** Goal of the exercise **
Exercise in exact copying: restate word for word only the lines below from the one containing "Note: for every instance of the nissan" through the one containing "Note: for every instance of the farmland, put", omitting any pictures.

◆ ◆ ◆

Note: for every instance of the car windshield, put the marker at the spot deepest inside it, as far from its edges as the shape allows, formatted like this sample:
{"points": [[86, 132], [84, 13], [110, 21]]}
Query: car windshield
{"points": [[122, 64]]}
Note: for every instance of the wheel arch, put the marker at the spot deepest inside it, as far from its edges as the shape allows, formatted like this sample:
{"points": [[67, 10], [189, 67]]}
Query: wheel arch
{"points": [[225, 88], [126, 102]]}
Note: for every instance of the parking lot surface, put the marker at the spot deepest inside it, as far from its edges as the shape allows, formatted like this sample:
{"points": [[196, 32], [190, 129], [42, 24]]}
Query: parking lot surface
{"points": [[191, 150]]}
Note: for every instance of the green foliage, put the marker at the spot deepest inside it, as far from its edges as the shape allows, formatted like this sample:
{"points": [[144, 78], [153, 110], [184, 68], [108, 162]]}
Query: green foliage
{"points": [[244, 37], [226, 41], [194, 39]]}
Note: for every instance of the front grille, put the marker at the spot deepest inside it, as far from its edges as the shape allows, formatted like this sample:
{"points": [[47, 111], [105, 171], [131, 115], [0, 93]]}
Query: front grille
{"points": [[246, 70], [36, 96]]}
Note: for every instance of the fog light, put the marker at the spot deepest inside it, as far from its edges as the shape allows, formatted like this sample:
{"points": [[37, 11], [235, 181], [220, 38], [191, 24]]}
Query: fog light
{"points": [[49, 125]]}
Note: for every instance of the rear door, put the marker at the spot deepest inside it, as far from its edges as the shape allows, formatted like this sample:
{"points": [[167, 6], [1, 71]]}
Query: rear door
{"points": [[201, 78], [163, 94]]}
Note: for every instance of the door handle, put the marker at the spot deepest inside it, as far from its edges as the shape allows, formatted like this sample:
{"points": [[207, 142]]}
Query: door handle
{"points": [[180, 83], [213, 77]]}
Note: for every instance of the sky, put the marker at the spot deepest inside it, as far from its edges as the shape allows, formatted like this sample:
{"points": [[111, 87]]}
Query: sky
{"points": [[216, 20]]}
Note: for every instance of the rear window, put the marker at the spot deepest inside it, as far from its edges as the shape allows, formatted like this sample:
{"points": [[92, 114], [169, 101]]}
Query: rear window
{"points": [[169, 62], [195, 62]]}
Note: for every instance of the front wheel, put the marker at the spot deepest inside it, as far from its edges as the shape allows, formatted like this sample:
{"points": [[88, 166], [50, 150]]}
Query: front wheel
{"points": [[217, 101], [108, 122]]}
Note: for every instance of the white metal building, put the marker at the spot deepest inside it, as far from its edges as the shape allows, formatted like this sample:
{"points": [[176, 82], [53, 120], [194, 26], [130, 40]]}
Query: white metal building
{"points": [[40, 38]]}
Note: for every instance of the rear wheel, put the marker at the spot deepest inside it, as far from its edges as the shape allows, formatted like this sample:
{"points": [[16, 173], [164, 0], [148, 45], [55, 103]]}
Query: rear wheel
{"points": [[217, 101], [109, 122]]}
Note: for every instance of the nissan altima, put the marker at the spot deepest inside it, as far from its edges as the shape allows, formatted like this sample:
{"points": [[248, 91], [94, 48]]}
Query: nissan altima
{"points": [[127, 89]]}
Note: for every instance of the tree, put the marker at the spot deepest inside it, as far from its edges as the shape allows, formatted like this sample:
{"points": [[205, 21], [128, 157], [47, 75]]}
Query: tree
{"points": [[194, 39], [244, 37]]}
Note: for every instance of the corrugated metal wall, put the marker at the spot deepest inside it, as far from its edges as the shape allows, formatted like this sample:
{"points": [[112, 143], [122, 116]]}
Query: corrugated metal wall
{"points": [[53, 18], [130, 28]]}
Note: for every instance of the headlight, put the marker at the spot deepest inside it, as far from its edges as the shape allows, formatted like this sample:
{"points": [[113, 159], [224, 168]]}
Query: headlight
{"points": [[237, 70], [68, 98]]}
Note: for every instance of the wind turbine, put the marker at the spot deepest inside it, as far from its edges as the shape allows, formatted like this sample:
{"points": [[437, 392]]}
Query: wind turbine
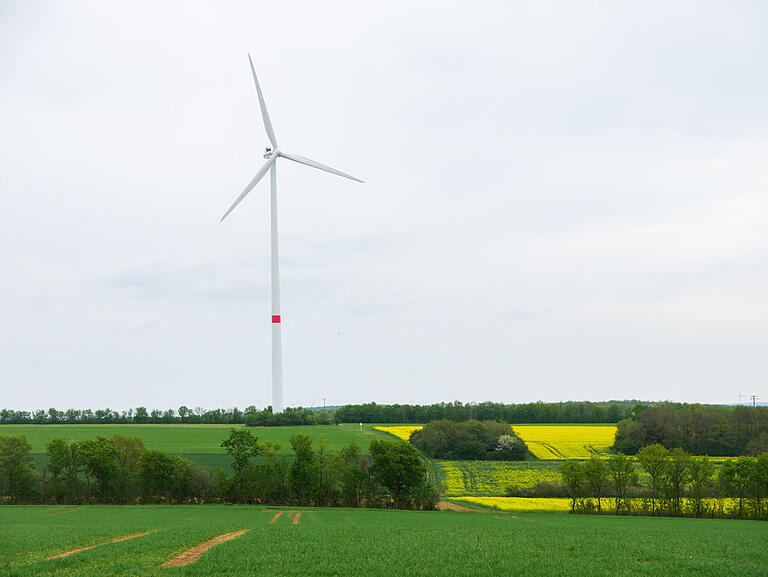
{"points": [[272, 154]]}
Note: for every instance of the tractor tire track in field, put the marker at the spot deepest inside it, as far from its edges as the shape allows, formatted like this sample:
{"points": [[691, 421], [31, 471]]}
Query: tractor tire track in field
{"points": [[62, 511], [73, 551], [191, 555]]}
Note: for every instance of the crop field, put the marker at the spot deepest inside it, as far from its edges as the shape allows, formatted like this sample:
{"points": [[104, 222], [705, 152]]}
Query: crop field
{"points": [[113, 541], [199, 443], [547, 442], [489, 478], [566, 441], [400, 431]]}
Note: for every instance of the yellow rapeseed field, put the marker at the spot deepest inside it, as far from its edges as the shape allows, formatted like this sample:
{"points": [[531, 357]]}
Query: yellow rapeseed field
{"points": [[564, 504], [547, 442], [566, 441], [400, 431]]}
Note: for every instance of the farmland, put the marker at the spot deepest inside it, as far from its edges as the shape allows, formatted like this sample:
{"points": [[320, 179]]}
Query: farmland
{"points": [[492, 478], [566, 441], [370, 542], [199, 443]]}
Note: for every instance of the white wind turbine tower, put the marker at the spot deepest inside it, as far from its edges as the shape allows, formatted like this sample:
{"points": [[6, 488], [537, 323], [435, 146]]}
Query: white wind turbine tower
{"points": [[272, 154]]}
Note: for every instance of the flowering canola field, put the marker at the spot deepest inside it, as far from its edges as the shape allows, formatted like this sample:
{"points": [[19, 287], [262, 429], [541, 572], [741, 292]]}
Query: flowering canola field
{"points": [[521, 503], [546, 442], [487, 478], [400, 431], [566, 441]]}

◆ ◆ ◆

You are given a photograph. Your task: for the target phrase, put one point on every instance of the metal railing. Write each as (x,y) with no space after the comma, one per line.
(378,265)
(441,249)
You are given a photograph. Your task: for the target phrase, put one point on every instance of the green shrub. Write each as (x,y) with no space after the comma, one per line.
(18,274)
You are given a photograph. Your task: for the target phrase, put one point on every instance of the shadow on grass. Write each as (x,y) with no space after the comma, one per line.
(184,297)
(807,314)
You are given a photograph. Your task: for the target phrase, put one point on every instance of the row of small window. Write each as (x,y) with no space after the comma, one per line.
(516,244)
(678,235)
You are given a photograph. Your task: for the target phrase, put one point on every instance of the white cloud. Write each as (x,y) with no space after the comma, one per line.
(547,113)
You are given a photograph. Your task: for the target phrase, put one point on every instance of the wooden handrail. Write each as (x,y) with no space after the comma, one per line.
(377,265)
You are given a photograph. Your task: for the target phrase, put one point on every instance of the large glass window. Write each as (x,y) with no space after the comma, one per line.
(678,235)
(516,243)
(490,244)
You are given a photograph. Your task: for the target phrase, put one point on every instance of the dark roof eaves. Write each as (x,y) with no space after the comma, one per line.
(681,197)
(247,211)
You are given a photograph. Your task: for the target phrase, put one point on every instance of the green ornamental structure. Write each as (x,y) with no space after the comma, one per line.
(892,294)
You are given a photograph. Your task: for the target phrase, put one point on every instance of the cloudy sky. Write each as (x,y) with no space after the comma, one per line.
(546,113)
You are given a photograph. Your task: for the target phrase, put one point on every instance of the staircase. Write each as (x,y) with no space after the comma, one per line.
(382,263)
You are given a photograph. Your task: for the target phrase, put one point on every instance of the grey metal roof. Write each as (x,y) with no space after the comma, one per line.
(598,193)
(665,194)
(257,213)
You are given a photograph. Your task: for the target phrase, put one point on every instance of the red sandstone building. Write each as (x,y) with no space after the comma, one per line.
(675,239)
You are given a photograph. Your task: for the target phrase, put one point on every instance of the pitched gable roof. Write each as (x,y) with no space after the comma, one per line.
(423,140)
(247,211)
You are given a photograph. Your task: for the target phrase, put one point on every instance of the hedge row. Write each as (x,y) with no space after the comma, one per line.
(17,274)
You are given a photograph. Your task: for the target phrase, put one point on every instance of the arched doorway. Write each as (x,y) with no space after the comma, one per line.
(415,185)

◆ ◆ ◆

** Answer section **
Note: for every instance of the nissan altima, put the marker at the spot deepest inside it, as far from its edges as the shape allows, formatted like this sample:
{"points": [[248, 91], [94, 48]]}
Query: nissan altima
{"points": [[127, 89]]}
Note: for every instance of the tree, put the marker at the spot deepest inside it, as far from its edges as the shape allows, formatted like this sample:
{"points": [[205, 21], [128, 157], [47, 75]]}
Query: tree
{"points": [[194, 39], [244, 37]]}
Note: for every instance of the corrugated metal wall, put the marker at the spot deepest inside it, as far from its edges as the shape allows, formatted like this sample:
{"points": [[112, 143], [122, 116]]}
Query: corrugated metal wall
{"points": [[53, 18], [130, 28]]}
Note: for every instance of the headlight, put the marker at the spot deepest inside it, as far from its edges as the shape allows, formatted like this sample:
{"points": [[113, 159], [224, 168]]}
Query: headlight
{"points": [[237, 70], [68, 98]]}
Note: for every instance of the wind turbine, put the marker at the spot deepest inside it, as far from its edges as the shape allows, formatted like this sample:
{"points": [[437, 392]]}
Query: wind turbine
{"points": [[272, 154]]}
Note: for every instance of the tractor tire track in field, put the marker at the spot deepest inside it, as far from its edges as the shape allows, formatted like this sample:
{"points": [[691, 421], [31, 471]]}
Query: tractor tire track in field
{"points": [[62, 511], [73, 551], [191, 555]]}
Note: for every instance of the crop field, put the marker at the spot deepest inside it, as far from its edges as the shape allows, formatted like this sample:
{"points": [[104, 222], [705, 152]]}
Query: crop field
{"points": [[113, 541], [199, 443], [547, 442], [489, 478], [566, 441], [400, 431]]}
Note: for every instance of the yellow rapeseed field, put the marker at the spot deepest inside it, as far from its edges as the shape allows, formatted like this sample:
{"points": [[531, 357]]}
Query: yellow rapeseed field
{"points": [[564, 504], [547, 442], [566, 441], [400, 431]]}
Note: for every instance of the farmland, put the marker at the spot deepest inside it, as far from its edges as the shape allows, formatted like this sample:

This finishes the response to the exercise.